» Exercise:
Without the images, print all the entries below exactly as given.

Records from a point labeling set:
•••••
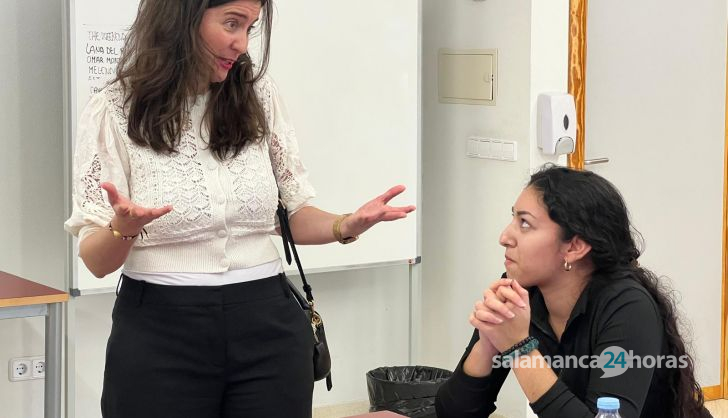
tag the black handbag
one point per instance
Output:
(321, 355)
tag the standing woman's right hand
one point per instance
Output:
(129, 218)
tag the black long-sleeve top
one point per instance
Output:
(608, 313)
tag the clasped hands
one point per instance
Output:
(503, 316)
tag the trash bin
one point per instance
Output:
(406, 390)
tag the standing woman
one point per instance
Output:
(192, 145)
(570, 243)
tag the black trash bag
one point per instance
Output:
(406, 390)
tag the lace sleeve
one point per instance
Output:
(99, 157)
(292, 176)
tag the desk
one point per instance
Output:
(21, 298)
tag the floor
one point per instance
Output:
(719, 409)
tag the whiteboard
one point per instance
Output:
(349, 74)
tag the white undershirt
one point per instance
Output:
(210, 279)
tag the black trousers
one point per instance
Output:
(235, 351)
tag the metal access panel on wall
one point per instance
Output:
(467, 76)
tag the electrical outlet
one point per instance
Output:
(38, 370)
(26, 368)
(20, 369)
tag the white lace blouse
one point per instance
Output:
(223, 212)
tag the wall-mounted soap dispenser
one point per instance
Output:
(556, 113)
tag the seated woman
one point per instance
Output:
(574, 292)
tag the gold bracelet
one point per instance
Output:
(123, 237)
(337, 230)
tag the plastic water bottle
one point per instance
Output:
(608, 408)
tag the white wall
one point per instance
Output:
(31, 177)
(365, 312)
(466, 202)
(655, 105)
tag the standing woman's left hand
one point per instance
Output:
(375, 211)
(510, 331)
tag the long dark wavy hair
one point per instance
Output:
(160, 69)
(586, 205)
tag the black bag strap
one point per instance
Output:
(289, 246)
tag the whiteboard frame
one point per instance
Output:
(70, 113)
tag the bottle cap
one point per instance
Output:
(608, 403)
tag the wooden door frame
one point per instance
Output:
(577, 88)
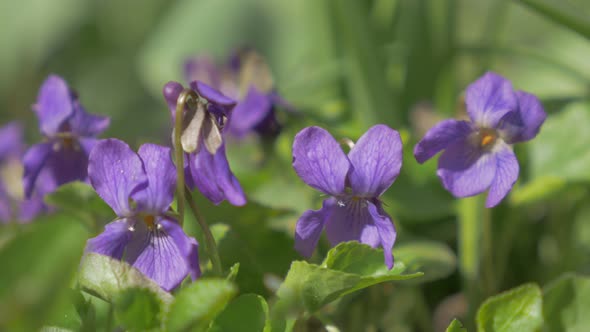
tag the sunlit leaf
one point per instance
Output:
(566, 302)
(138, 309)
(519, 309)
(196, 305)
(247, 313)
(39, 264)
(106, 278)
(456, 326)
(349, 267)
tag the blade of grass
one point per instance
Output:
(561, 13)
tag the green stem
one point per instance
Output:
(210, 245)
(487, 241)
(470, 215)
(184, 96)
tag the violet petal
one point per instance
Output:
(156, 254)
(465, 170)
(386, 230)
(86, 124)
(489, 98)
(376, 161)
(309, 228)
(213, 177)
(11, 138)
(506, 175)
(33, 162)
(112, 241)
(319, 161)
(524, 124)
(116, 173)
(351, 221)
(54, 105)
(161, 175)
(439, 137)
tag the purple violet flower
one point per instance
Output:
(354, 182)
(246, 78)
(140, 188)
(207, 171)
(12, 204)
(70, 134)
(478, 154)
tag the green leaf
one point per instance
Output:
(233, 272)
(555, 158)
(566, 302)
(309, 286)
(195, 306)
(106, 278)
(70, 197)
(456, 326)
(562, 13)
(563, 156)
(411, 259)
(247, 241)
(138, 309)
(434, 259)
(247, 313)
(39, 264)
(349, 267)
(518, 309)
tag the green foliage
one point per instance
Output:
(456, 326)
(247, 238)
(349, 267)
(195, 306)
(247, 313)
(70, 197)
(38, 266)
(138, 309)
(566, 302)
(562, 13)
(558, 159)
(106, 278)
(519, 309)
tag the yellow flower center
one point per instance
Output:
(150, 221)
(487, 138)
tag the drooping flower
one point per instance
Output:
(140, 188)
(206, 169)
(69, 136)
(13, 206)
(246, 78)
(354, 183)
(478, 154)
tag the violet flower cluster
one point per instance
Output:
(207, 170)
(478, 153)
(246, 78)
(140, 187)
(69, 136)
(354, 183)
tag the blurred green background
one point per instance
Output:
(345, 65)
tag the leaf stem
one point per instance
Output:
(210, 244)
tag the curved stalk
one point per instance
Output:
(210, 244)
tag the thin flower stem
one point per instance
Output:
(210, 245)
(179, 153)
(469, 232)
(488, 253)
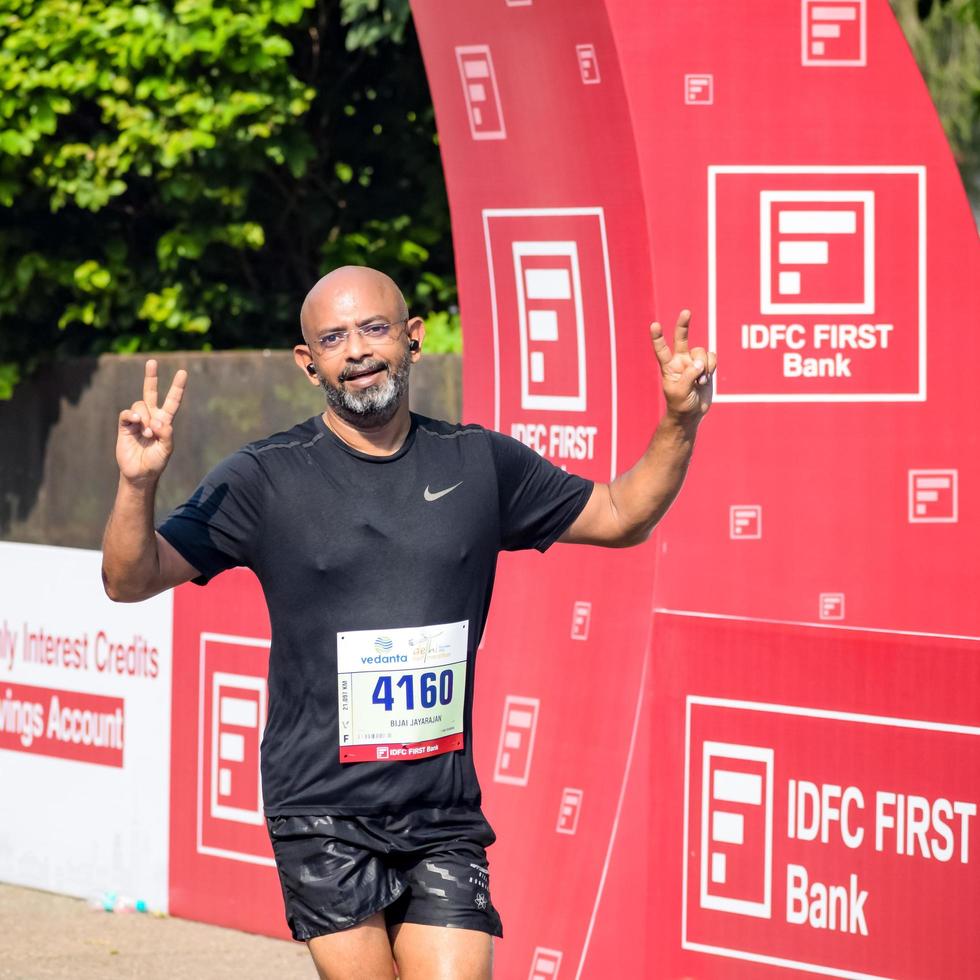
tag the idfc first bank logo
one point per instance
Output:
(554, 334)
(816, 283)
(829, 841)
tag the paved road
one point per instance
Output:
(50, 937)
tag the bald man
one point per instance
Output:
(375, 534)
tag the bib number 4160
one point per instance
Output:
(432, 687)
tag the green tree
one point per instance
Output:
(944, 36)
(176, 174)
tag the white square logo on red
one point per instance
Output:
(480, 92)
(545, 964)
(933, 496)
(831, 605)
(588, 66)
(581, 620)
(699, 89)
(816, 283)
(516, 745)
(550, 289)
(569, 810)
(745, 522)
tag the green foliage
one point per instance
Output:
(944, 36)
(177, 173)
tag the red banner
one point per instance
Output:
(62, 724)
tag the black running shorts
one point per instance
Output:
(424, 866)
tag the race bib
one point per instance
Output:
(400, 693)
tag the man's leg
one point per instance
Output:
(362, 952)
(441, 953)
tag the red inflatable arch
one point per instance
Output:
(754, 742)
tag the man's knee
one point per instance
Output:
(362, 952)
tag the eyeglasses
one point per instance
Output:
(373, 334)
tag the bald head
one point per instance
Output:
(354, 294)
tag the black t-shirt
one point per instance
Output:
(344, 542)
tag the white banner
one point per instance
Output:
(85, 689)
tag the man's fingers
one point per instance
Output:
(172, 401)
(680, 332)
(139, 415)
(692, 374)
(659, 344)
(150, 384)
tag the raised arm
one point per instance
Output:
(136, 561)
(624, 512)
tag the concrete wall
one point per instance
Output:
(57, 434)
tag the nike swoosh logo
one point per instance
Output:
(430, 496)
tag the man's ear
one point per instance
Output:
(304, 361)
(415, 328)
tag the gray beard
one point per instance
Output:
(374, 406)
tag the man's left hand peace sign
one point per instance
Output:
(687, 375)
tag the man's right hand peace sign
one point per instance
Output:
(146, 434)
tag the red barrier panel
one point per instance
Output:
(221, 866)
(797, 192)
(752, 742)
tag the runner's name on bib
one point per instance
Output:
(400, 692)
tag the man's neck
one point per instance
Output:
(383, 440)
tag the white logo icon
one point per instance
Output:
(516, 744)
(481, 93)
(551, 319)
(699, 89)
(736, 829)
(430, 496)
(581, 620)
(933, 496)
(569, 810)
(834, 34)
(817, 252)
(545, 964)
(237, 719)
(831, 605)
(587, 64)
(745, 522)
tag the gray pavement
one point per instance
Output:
•••••
» Exercise answer:
tag the black handbag
one point per instance
Output:
(321, 355)
tag the standing woman's right hand
one point per instance
Output:
(129, 218)
tag the black long-sleeve top
one point per instance
Output:
(608, 313)
tag the clasped hands
one point per instance
Output:
(503, 316)
tag the trash bin
one point per instance
Output:
(406, 390)
tag the standing woman
one point per instance
Output:
(192, 145)
(570, 243)
tag the black trash bag
one point per instance
Output:
(406, 390)
tag the lace sleeve
one point per instance
Output:
(99, 157)
(292, 176)
tag the desk
one point per instance
Output:
(21, 298)
tag the floor
one point per instance
Output:
(719, 409)
tag the whiteboard
one point per instance
Output:
(349, 74)
tag the white undershirt
one point per instance
Output:
(210, 279)
tag the black trousers
one point per instance
Output:
(235, 351)
tag the metal access panel on wall
one point per instance
Output:
(467, 76)
tag the electrical outlet
one point per instance
Output:
(38, 370)
(26, 368)
(20, 369)
tag the white lace blouse
one point per instance
Output:
(223, 212)
tag the wall-mounted soap dispenser
one point per instance
Output:
(556, 113)
tag the seated woman
one point per instance
Output:
(574, 292)
tag the gold bracelet
one point per instance
Output:
(123, 237)
(337, 230)
tag the plastic water bottle
one point per instance
Output:
(608, 408)
tag the white wall
one point per instance
Output:
(31, 177)
(365, 312)
(466, 202)
(655, 105)
tag the standing woman's left hand
one point per instance
Output:
(375, 211)
(510, 331)
tag the long dark wavy hair
one point per instance
Output:
(160, 69)
(586, 205)
tag the black bag strap
one point per instance
Output:
(289, 246)
tag the whiteboard frame
one point per instance
Output:
(70, 113)
tag the bottle cap
one point per instance
Output:
(608, 403)
tag the wooden door frame
one point per instance
Output:
(577, 88)
tag the sunlit leaf
one point per instance
Output:
(566, 302)
(138, 309)
(519, 309)
(196, 305)
(247, 313)
(39, 264)
(106, 278)
(456, 326)
(349, 267)
tag the blade of grass
one point per instance
Output:
(561, 13)
tag the green stem
one point per instance
Output:
(210, 245)
(487, 241)
(470, 215)
(184, 96)
tag the violet petal
one point per instance
Output:
(156, 254)
(465, 170)
(386, 230)
(86, 124)
(489, 98)
(376, 161)
(309, 228)
(213, 177)
(11, 138)
(506, 175)
(33, 162)
(112, 241)
(319, 161)
(524, 124)
(116, 173)
(351, 221)
(54, 105)
(161, 175)
(439, 137)
tag the purple violet flower
one point per instance
Output:
(354, 182)
(246, 78)
(140, 188)
(207, 171)
(12, 204)
(70, 134)
(478, 154)
tag the green leaf
one point per instance
Output:
(233, 272)
(555, 158)
(566, 302)
(309, 286)
(195, 306)
(106, 278)
(70, 197)
(456, 326)
(562, 13)
(563, 156)
(411, 259)
(247, 241)
(138, 309)
(434, 259)
(247, 313)
(39, 264)
(349, 267)
(518, 309)
tag the green foliage
one point per instance
Output:
(456, 326)
(247, 238)
(349, 267)
(195, 306)
(247, 313)
(70, 197)
(38, 266)
(138, 309)
(566, 302)
(562, 13)
(558, 159)
(106, 278)
(519, 309)
tag the yellow flower center
one point per instance
Output:
(150, 221)
(487, 138)
tag the drooping flower
one point per instance
Output:
(140, 188)
(206, 169)
(69, 136)
(13, 206)
(246, 78)
(354, 183)
(478, 154)
tag the violet flower cluster
one point per instance
Output:
(207, 170)
(478, 153)
(246, 78)
(140, 187)
(69, 136)
(354, 183)
tag the blurred green background
one point per instance
Output:
(345, 65)
tag the leaf stem
one point per instance
Output:
(210, 244)
tag the curved stalk
one point per instance
Output:
(210, 244)
tag the thin flower stem
one point per instance
Output:
(210, 245)
(179, 153)
(469, 232)
(488, 253)
tag the idfc first bank logo
one point per instance
Output:
(554, 334)
(816, 283)
(829, 841)
tag the paved road
one point per instance
Output:
(50, 937)
tag the bald man
one point per instance
Output:
(375, 534)
tag the bib number 4160
one point per instance
Output:
(432, 687)
tag the green tree
one point per instance
Output:
(944, 36)
(176, 174)
tag the white square logo on red
one point per instance
Output:
(480, 92)
(545, 964)
(933, 496)
(831, 605)
(588, 66)
(581, 620)
(699, 89)
(816, 283)
(516, 745)
(550, 289)
(569, 810)
(745, 522)
tag the green foliage
one point per instance
Output:
(944, 36)
(177, 173)
tag the red banner
one point per instance
Output:
(62, 724)
tag the black running shorts
one point per instance
Output:
(424, 866)
tag the race bib
one point per instance
Output:
(400, 693)
tag the man's leg
one point per instance
Output:
(362, 952)
(441, 953)
tag the red inflatable arch
one point per instance
Output:
(754, 742)
tag the man's knee
one point per instance
Output:
(362, 952)
tag the eyeglasses
one point per instance
Output:
(373, 334)
tag the bald head
one point per instance
Output:
(354, 294)
tag the black t-shirt
one point per instance
Output:
(344, 542)
tag the white banner
one point per instance
Output:
(85, 689)
tag the man's fingers
one point per instance
Output:
(172, 401)
(680, 332)
(139, 415)
(692, 374)
(659, 344)
(150, 384)
tag the raised arm
one point per instance
Output:
(136, 561)
(624, 512)
tag the concrete wall
one point per instance
Output:
(57, 434)
tag the nike swoosh logo
one point per instance
Output:
(430, 496)
tag the man's ear
one point per instance
Output:
(304, 361)
(415, 328)
tag the gray beard
one point per instance
Output:
(374, 406)
tag the man's left hand peace sign
one point per instance
Output:
(687, 375)
tag the man's right hand peace sign
one point per instance
Output:
(146, 434)
tag the red barrier panel
one point per instance
Output:
(221, 866)
(797, 192)
(752, 742)
tag the runner's name on bib
one point per instance
Output:
(400, 692)
tag the man's neck
one point per instance
Output:
(383, 440)
tag the white logo icon
one point per instance
Output:
(516, 744)
(481, 93)
(551, 319)
(699, 89)
(736, 829)
(430, 496)
(581, 620)
(933, 496)
(569, 810)
(834, 34)
(817, 252)
(545, 964)
(237, 719)
(831, 605)
(587, 64)
(745, 522)
tag the gray pavement
one point per instance
Output:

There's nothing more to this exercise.